-- Start --
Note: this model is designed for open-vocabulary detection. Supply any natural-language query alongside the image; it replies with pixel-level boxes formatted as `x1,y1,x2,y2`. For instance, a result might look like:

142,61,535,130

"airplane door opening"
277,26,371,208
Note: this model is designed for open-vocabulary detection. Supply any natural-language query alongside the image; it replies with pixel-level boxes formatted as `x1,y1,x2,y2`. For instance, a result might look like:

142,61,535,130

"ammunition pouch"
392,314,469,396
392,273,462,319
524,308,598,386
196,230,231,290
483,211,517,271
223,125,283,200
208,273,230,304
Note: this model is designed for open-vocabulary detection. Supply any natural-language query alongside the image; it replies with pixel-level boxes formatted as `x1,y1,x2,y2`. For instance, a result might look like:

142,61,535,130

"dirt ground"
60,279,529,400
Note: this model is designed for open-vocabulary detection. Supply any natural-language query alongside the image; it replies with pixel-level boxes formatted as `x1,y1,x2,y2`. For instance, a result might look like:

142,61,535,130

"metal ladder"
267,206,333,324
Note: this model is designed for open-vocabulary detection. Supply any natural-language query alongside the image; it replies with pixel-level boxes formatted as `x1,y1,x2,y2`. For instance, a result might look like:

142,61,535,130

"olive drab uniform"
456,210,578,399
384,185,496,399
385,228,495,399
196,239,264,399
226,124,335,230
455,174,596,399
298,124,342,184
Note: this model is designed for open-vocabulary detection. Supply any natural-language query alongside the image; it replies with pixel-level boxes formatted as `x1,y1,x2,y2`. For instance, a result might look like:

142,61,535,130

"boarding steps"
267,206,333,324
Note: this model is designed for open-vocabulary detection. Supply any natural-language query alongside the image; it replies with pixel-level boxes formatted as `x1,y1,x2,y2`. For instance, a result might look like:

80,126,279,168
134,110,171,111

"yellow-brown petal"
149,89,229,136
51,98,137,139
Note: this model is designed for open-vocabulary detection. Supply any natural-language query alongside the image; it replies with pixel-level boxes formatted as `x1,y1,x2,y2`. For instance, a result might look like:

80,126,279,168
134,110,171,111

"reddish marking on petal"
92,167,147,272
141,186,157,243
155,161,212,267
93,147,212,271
-- End --
**To do**
Rewrite the records as a numbered list, starting at the first line of the records and ending with the line that contains "298,124,342,184", both included. Leave out blank lines.

**Correct output**
1. Note: this model is designed for open-vocabulary detection. Supply any natural-language query alongside the image; it replies with pixel-level boxes formatted as `x1,y1,x2,y2`. For instance, a result might look like:
2. 142,61,535,130
3. "airplane door opening"
4. 277,26,371,208
5. Note: this model is designed for open-vocabulary detection. Supply any natural-language query alongside the image; it replies with pixel-level boxes formatted as `x1,y1,x2,y2`. For instance, a result might look like:
6. 142,61,535,130
7. "ammunition pouch"
8. 392,314,469,396
9. 392,273,462,319
10. 524,308,598,386
11. 196,230,231,290
12. 483,211,517,271
13. 223,125,283,200
14. 208,273,230,304
15. Note: this model is designed for open-vocabulary detection. Supply any natural-language query alongside the image; it replies with pixel-level boxes formatted as `x1,y1,x2,y2`. For instance, a result might look like:
16. 142,61,535,130
17. "dirt ground"
18. 60,279,529,400
19. Note: this model is designed for open-vocabulary detection. Supply any natural-language query alongside the image; it replies with pixel-level boxes formatted as `x1,y1,x2,y2`. For instance, a result might look like:
20. 142,61,535,130
21. "metal ladder"
22. 267,206,333,324
23. Note: this model is designed for open-vocabulary detection. Supply any natural-language query alongside the image; it replies with pixel-level boxes formatted as `x1,y1,x2,y2`. For instance, a result might look like:
24. 142,61,535,130
25. "olive drab uniform"
26. 456,210,578,399
27. 384,185,496,399
28. 385,228,495,399
29. 196,239,264,399
30. 226,124,335,230
31. 455,174,596,399
32. 298,124,342,184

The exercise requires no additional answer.